------ Исходный текст ------

Это в нем тоже было оттуда, из его революционной юности. Как человек, родившийся под ее бурным, грозовым небом, Лавренев не знал и не искал покоя — ни житейского, ни литературного. Ему нужны были люди, накал литературных споров. Нужна была жизнь во всей ее шершавости и многосоставности. В жизни, как и в литературе, он ведь тоже никогда не был «человеком со стороны». Он бывал по-настоящему счастлив, когда мог больно хлестануть наделенного высокими полномочиями бюрократа или сойтись в словесной дуэли со скучным догматиком или любителем безопасных, «свыше» апробированных схем. Дитя 20-х годов, он, увы, и сам не был свободен от спрямляющих литературный процесс упрощений. Но и не принимая сегодня иные его оценки и суждения, ни на минуту не следует забывать, что они тоже — по-своему, на свой лад — были выражением его революционного максимализма. Он все и всех, себя самого — особенно, мерил прежде всего меркой общественной пользы, революционной актуальности. Любые литературные изыски претили ему, как форма писательского шаманства, как род гурманства, бестактного и нелепого в эпоху, когда, так он верил, надо было прежде всего уметь «приравнять перо к штыку».

Не выносил он и писательского ячества. Зло и напористо высмеивал тех, кто любил напускать на себя мину высокопарной торжественности и жреческого суемудрия. Сам же о своих работах всегда говорил просто, без выкрутас. Да и, помнится, говорил редко, неохотно. На торжественном вечере, когда в Союзе писателей, в переполненном знаменитом Дубовом зале праздновали его шестидесятилетие, я делал доклад. И во все то время, пока говорил, Борис Андреевич не спускал с меня цепких, опасливо настороженных глаз: боялся, так я понял сигналы, которые из них исходили, не собьюсь ли в гремучую риторику, не испорчу ли обедню чрезмерными восхвалениями и акафистами[2]. Но доклад ему понравился. В перерыве он долго и, как показалось, растроганно жал мне руку и говорил слова благодарности, от которых сразу забилось сердце и стало на душе легко и празднично. Но тут же он оторвался от себя самого и от того, что я тогда сумел сказать о его литературном пути, и с обычным для него напором заговорил о какой-то повести или пьесе, пользовавшейся в те дни успехом, но возмущавшей его своей угодливой неискренностью и обилием бесцветных, стертых словес.

Работал он много, но не за столом: вынашивал, проращивал в себе не только общую концепцию вещи, но и все подробности, фразы, целые абзацы и, только проделав эту работу, садился за машинку. И тогда писал быстро, по многу часов не вставая из-за стола. Мне он говорил, что для него всего важнее — не потерять внутренний ритм рассказа, не застопориться на каком-либо месте, не дать образоваться ненужной запруде (его выражение), не сбиться с тона, с интонации.

Это-то и придает его рассказам такую внутреннюю энергию, такую стремительность, как будто они писались на одном дыхании. Не проращивались постепенно, исподволь, а вылились на бумагу сразу, потоком.

------ Исходные материалы ------

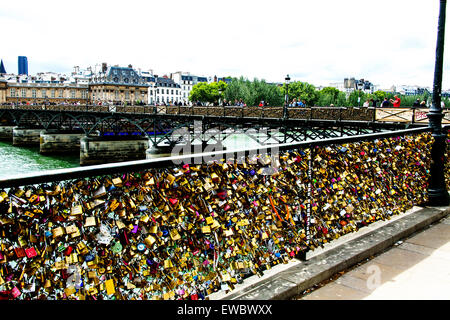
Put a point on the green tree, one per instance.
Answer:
(328, 96)
(302, 91)
(208, 92)
(252, 92)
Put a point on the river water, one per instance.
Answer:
(23, 160)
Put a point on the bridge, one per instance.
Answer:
(119, 133)
(184, 227)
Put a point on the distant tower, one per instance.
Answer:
(2, 68)
(23, 65)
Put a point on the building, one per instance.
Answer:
(2, 68)
(44, 88)
(3, 89)
(118, 85)
(22, 65)
(186, 81)
(163, 90)
(408, 90)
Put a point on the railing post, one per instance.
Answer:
(437, 192)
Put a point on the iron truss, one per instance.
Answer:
(172, 125)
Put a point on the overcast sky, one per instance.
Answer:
(385, 41)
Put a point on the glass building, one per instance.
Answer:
(23, 65)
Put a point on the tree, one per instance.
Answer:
(208, 92)
(330, 95)
(252, 92)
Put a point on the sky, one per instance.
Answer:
(388, 42)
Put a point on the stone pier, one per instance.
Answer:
(26, 136)
(58, 142)
(6, 132)
(98, 150)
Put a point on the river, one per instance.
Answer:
(23, 160)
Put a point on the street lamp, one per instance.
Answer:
(437, 193)
(286, 103)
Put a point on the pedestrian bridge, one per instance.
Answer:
(184, 227)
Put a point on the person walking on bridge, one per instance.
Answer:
(396, 102)
(385, 103)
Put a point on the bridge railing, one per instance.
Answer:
(184, 226)
(410, 115)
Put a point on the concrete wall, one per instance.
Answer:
(54, 142)
(26, 137)
(98, 150)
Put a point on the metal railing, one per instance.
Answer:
(234, 212)
(406, 115)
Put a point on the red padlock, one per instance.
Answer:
(30, 252)
(20, 252)
(68, 251)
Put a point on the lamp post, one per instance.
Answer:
(437, 192)
(286, 103)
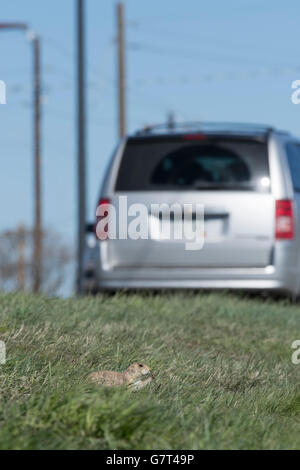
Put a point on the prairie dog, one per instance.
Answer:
(136, 376)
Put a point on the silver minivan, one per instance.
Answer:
(247, 177)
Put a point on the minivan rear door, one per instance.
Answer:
(228, 175)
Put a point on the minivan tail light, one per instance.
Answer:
(284, 220)
(102, 213)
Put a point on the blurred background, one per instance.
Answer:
(214, 61)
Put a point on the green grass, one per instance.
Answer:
(224, 376)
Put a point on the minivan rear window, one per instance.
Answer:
(154, 164)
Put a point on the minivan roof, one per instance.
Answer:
(212, 128)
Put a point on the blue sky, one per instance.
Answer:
(232, 61)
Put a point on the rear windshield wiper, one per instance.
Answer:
(220, 186)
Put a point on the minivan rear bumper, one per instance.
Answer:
(255, 279)
(282, 275)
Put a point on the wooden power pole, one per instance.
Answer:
(37, 252)
(21, 258)
(81, 141)
(121, 70)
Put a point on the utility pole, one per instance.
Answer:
(21, 257)
(37, 251)
(37, 258)
(121, 70)
(81, 143)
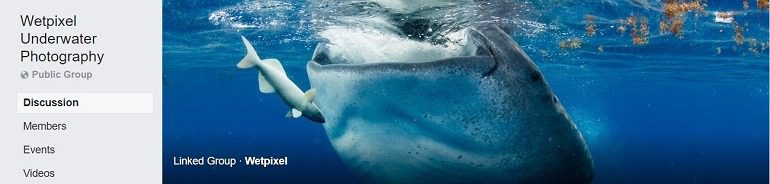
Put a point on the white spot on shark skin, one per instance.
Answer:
(466, 117)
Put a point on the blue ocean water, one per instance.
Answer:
(675, 110)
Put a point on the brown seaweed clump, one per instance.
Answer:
(674, 8)
(622, 26)
(674, 15)
(590, 26)
(738, 35)
(572, 43)
(746, 4)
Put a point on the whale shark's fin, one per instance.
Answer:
(310, 95)
(274, 63)
(264, 86)
(251, 57)
(294, 113)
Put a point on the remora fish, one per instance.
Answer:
(487, 116)
(273, 79)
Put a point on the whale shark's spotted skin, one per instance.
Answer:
(488, 116)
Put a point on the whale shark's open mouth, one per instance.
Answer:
(475, 112)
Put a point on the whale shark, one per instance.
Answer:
(273, 79)
(486, 115)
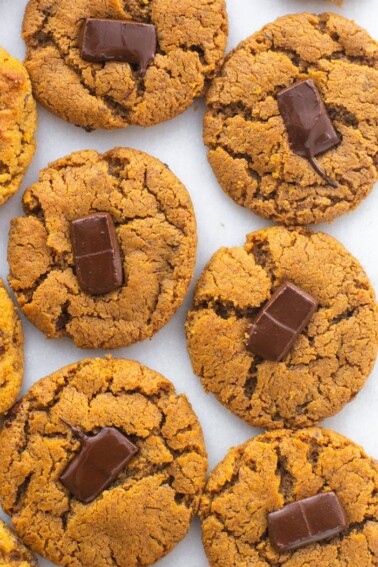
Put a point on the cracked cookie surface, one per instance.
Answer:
(18, 122)
(329, 362)
(147, 510)
(13, 553)
(192, 37)
(156, 229)
(246, 136)
(11, 351)
(279, 468)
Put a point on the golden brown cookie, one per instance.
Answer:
(13, 552)
(248, 145)
(329, 362)
(192, 37)
(18, 122)
(156, 230)
(147, 510)
(279, 468)
(11, 351)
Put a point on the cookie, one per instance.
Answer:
(13, 553)
(147, 510)
(329, 361)
(279, 468)
(11, 351)
(249, 148)
(18, 122)
(191, 39)
(156, 231)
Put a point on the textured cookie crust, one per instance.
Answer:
(330, 361)
(147, 510)
(11, 351)
(156, 230)
(13, 553)
(248, 144)
(279, 468)
(18, 122)
(192, 37)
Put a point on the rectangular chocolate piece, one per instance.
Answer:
(307, 521)
(280, 322)
(98, 464)
(97, 253)
(306, 119)
(118, 40)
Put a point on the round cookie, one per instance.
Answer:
(147, 510)
(156, 230)
(11, 351)
(18, 122)
(279, 468)
(331, 359)
(13, 552)
(248, 144)
(191, 35)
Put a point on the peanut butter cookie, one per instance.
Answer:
(155, 227)
(329, 361)
(147, 508)
(11, 351)
(18, 122)
(13, 552)
(249, 148)
(191, 39)
(279, 468)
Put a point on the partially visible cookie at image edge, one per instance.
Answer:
(156, 232)
(13, 553)
(11, 351)
(191, 39)
(331, 358)
(279, 468)
(147, 508)
(18, 122)
(249, 149)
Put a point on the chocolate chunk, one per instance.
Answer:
(11, 414)
(308, 125)
(307, 521)
(97, 254)
(117, 40)
(280, 322)
(98, 464)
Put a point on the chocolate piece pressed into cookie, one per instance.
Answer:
(191, 39)
(18, 122)
(156, 231)
(281, 470)
(147, 509)
(11, 351)
(329, 361)
(249, 145)
(115, 40)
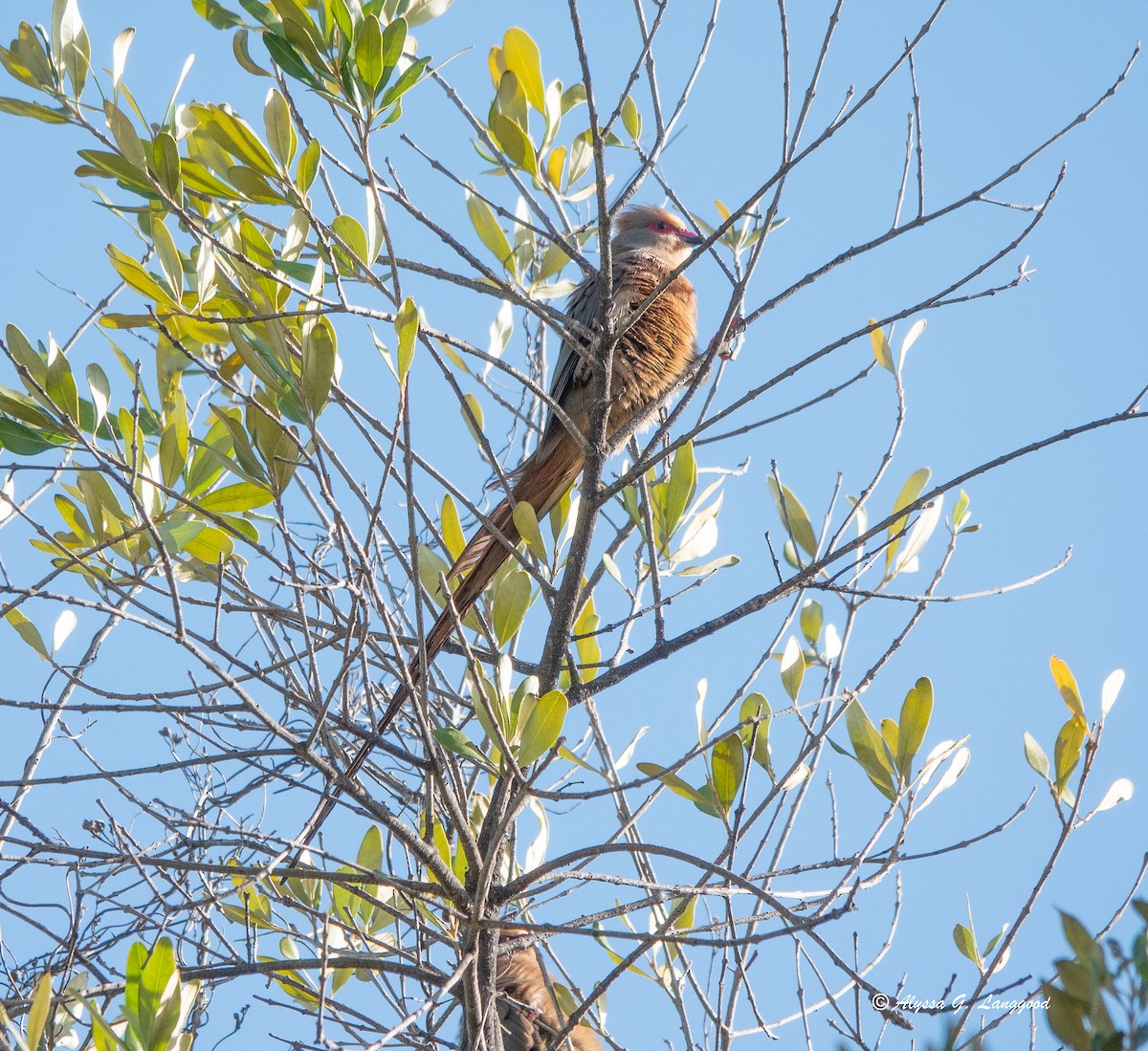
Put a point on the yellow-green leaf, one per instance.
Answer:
(236, 497)
(911, 490)
(407, 329)
(1066, 683)
(916, 715)
(280, 130)
(28, 631)
(727, 764)
(486, 226)
(511, 601)
(526, 522)
(520, 55)
(631, 120)
(452, 529)
(1034, 755)
(368, 52)
(319, 365)
(543, 727)
(757, 707)
(1067, 754)
(881, 348)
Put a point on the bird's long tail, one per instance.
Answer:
(542, 481)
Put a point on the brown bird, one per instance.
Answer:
(650, 360)
(529, 1017)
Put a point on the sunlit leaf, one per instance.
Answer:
(1068, 688)
(543, 727)
(1034, 755)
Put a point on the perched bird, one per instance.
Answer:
(526, 1005)
(651, 356)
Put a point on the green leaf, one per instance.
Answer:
(1068, 688)
(236, 497)
(703, 799)
(368, 58)
(394, 39)
(683, 481)
(515, 143)
(412, 75)
(812, 620)
(727, 764)
(216, 13)
(486, 226)
(452, 529)
(543, 727)
(881, 348)
(454, 741)
(526, 522)
(793, 516)
(26, 442)
(965, 943)
(1067, 753)
(279, 127)
(757, 707)
(28, 631)
(20, 108)
(511, 601)
(61, 384)
(407, 329)
(170, 262)
(38, 1011)
(792, 668)
(910, 492)
(1034, 755)
(236, 137)
(521, 57)
(961, 510)
(870, 750)
(631, 120)
(308, 165)
(173, 442)
(319, 365)
(916, 715)
(370, 853)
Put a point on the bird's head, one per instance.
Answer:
(657, 230)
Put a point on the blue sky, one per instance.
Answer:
(986, 377)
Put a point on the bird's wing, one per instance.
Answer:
(584, 309)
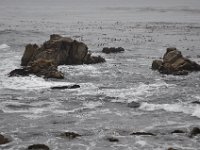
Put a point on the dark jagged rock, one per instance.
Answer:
(61, 50)
(112, 139)
(112, 50)
(195, 131)
(177, 131)
(44, 60)
(174, 63)
(143, 133)
(70, 135)
(3, 140)
(19, 72)
(38, 147)
(66, 87)
(134, 104)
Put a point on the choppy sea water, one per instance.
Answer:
(30, 112)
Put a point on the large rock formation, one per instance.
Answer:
(174, 63)
(43, 60)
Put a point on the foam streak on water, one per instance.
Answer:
(31, 112)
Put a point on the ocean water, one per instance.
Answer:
(31, 113)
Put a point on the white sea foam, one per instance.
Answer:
(4, 46)
(29, 83)
(137, 92)
(193, 110)
(91, 104)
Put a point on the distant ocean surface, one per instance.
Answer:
(32, 113)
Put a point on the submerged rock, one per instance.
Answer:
(44, 60)
(3, 140)
(134, 104)
(61, 50)
(70, 135)
(112, 50)
(195, 131)
(66, 87)
(38, 147)
(174, 63)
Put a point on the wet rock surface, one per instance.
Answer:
(108, 50)
(174, 63)
(134, 105)
(44, 60)
(177, 131)
(66, 87)
(112, 139)
(62, 51)
(38, 147)
(194, 132)
(142, 133)
(3, 139)
(70, 135)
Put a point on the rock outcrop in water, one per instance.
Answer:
(44, 60)
(174, 63)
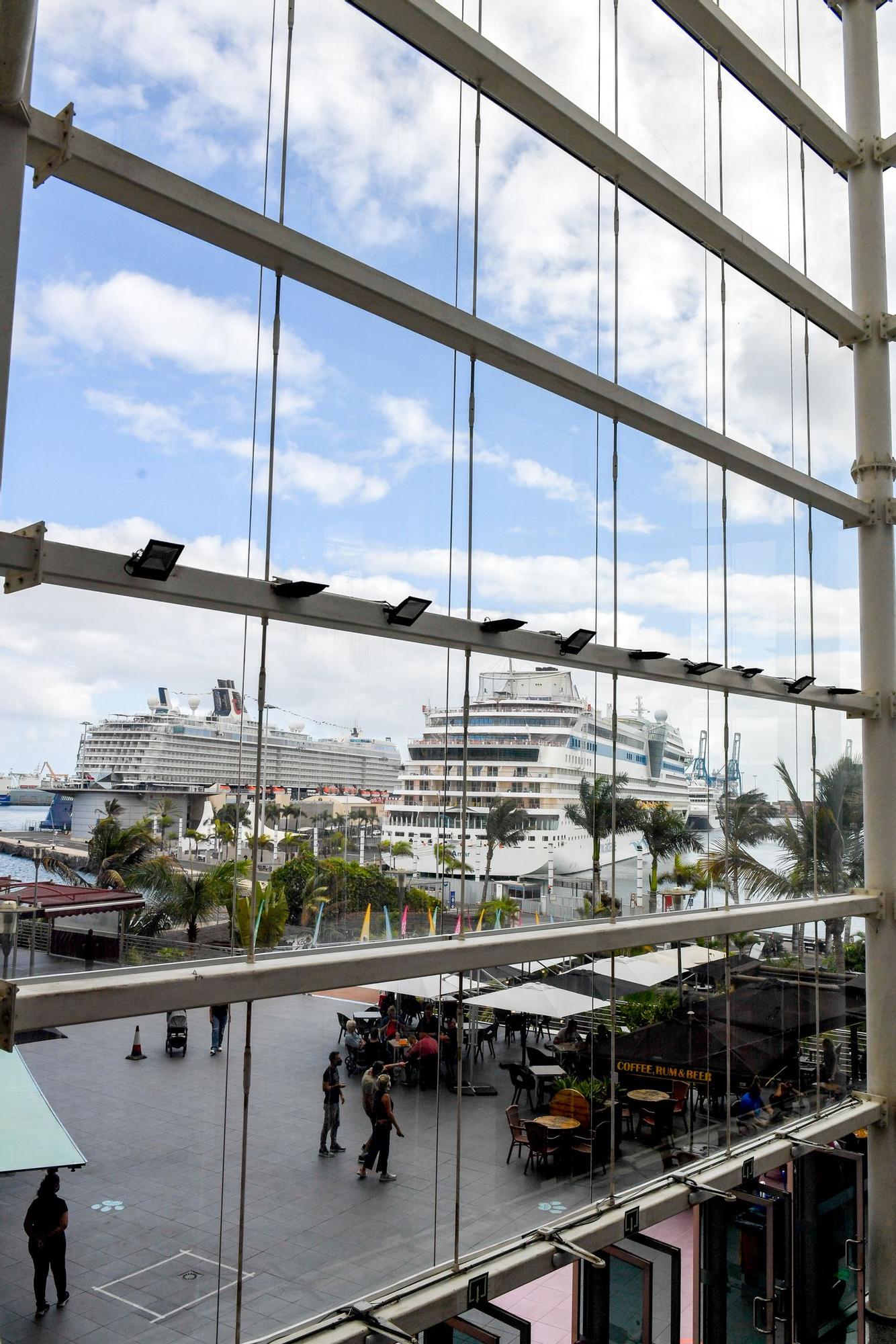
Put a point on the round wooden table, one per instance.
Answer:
(555, 1122)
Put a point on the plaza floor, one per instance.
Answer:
(155, 1212)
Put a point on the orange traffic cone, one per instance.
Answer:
(136, 1053)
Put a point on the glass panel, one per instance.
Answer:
(828, 1245)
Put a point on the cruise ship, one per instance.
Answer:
(531, 739)
(189, 749)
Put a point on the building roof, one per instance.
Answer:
(58, 898)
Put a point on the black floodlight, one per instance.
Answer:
(502, 627)
(408, 612)
(577, 642)
(701, 669)
(156, 561)
(799, 685)
(298, 588)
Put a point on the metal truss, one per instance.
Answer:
(107, 995)
(453, 45)
(138, 185)
(710, 26)
(28, 560)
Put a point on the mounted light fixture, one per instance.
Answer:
(298, 588)
(408, 612)
(502, 627)
(156, 561)
(577, 642)
(701, 669)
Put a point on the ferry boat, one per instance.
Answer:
(533, 739)
(171, 745)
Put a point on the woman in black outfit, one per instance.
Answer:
(46, 1224)
(385, 1123)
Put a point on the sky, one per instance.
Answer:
(135, 401)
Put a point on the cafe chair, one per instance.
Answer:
(543, 1144)
(523, 1083)
(518, 1132)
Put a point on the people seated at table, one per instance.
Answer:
(390, 1027)
(424, 1057)
(429, 1023)
(569, 1034)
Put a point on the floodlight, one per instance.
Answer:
(298, 588)
(577, 642)
(502, 627)
(156, 561)
(408, 612)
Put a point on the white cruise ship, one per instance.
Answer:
(531, 739)
(189, 749)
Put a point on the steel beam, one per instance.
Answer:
(453, 45)
(709, 25)
(104, 572)
(441, 1292)
(138, 185)
(107, 995)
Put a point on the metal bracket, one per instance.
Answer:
(855, 162)
(878, 1101)
(385, 1330)
(34, 576)
(568, 1252)
(701, 1194)
(9, 991)
(64, 153)
(860, 714)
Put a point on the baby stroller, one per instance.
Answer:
(177, 1032)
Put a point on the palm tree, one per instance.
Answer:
(114, 851)
(179, 897)
(667, 835)
(506, 825)
(594, 814)
(823, 842)
(746, 822)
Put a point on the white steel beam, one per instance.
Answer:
(108, 995)
(138, 185)
(709, 25)
(453, 45)
(104, 572)
(441, 1292)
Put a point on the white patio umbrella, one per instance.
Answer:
(538, 999)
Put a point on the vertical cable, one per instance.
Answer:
(263, 689)
(242, 717)
(467, 662)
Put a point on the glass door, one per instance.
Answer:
(744, 1271)
(830, 1247)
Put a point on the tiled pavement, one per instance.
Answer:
(315, 1236)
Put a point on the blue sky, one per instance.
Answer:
(132, 394)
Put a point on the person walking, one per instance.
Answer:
(218, 1015)
(46, 1224)
(385, 1123)
(332, 1101)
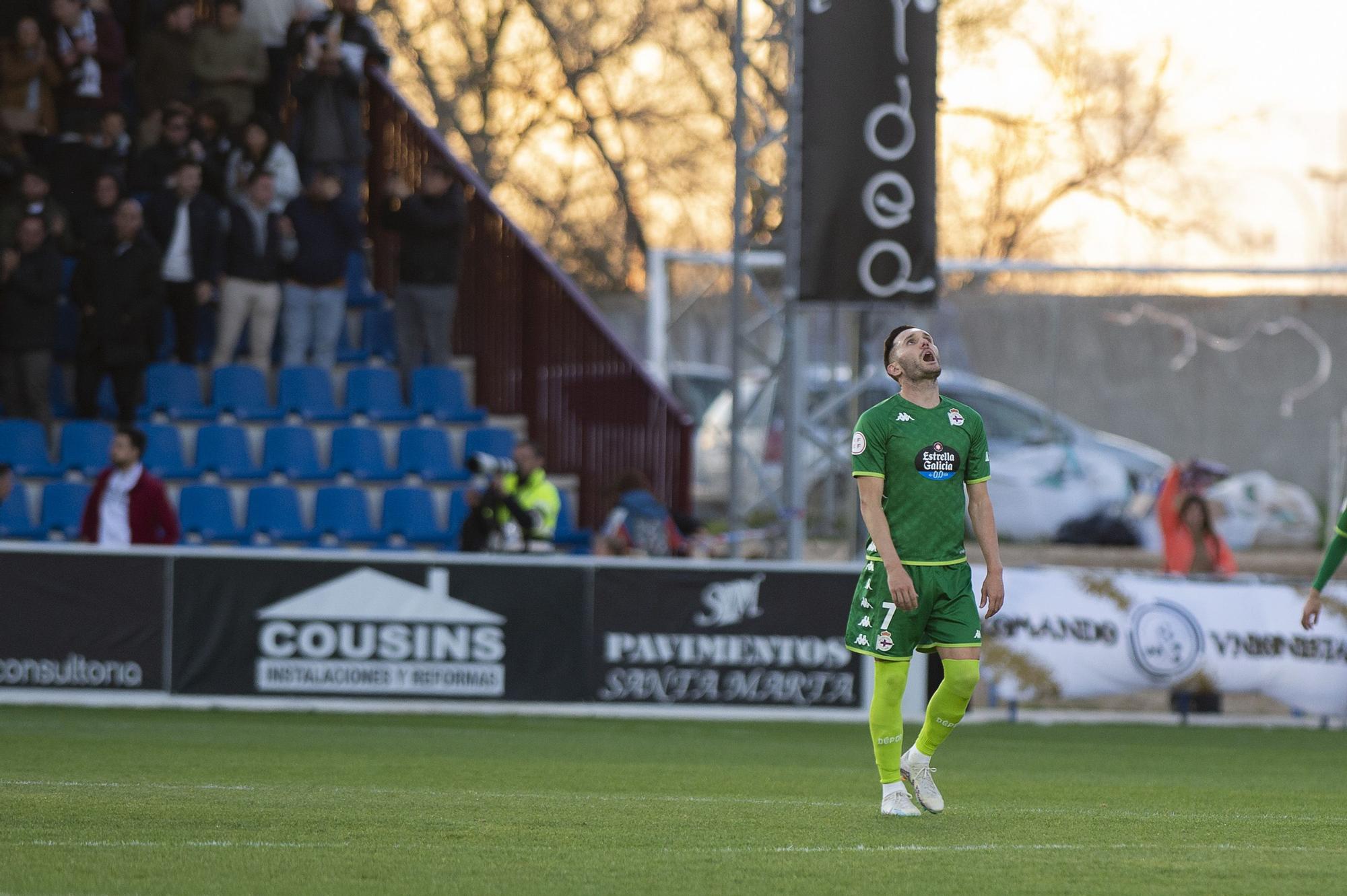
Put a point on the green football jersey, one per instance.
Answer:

------

Письменное задание 1
Найдите в записях все строки со словом «lamp» и перепишите их. Регистр букв учитывается.
Письменное задание 2
Подхватите текст о Борисе Лавреневе и допишите его продолжение, начиная сразу после последнего предложения.

Ответ на задание 1
Put a point on the street lamp, one per instance.
Put a point on the lamp post, one per instance.

Ответ на задание 2
Литературная манера Лавренева в беге лет менялась, эволюционировала. В его рассказах 40-х годов нет уже той поэматической приподнятости интонаций, того буйства метафор, тех всплесков лирического энтузиазма, которыми щедро перенасыщены «Ветер», «Сорок первый», «Полынь-трава». Рассказы более поздней поры написаны рукой, осознанно чуждающейся острых, парадоксальной напряженности сравнений, раздольного цветения неожиданных, красочных метафор, лирического жара, от которого буквально коробятся, как береста, брошенная в огонь, многие страницы того же «Ветра» или «Сорок первого». Рассказы периода Великой Отечественной прописаны суше, экономнее. Лирический пафос в них — в подтексте. И только изредка прорывается в тех местах, где, чувствуется, автор просто не смог остаться в рамках одного лишь описания, не удержался на позиции повествователя. И вот, так уж получилось, расцветил свой репортажно экономный рассказ прямым выражением своей любви к морякам, творящим чудеса героизма так, как будто они делают обычную и давно привычную им работу.

Но если стиль, повествовательная манера менялись, то мироощущение Лавренева, его взгляд на жизнь всегда оставались одни и те же. Те же, что и в рассказах 20-х годов. Лавренев писал разное: пьесы, среди которых были «Разлом» и «За тех, кто в море», пользовавшиеся огромным, поистине всенародным успехом; иронический антибуржуазный роман-памфлет «Крушение республики Итль»; насмешливые и горькие зарисовки противоречивого и сложного бытового уклада, порожденного нэпом; романтические повести о единоборстве человека с природой, проявляющем истинную цену каждого: высокий героизм одних и хлипкую неустойчивость других («Белая гибель», «Большая земля»); повести со сложнейшим психологическим заданием, обращенные к такой трудной проблеме, как революция и гуманизм, революция и культура («Седьмой спутник», «Гравюра на дереве»). Многие из них были встречены догматической, вульгарно-социологической критикой в штыки, а теперь, в свете нашего нового исторического опыта, читаются иначе, кажутся нам близкими и понятными. Так, как близки, интересны современному читателю повести «Белая гибель» или «Гравюра на дереве». Или небольшой, но поражающий жестоким и суровым реализмом рассказ «Зб. 213. 437», предвещающий своим трагедийным колоритом и парадоксально разрешающимся сюжетом раннюю прозу Андрея Платонова.

В критике еще с 20-х годов принято говорить о Лавреневе прежде всего как о романтике. По-моему, это не совсем так. Лавренев — подлинный реалист, хотя реализм его и просвечен повсюду всполохами романтических молний. Накрепко слит с романтической по своей тональности приподнятостью интонаций, дан в укрупнениях и освещении, которые обычно по праву связываются с романтизмом как особым строем художественного мышления, особым, отличным от реализма, способом творческого освоения реальности.

В самом деле, разве не романтизм хотя бы этот отрывок (цитирую конец рассказа 1925 года «Полынь-трава»)?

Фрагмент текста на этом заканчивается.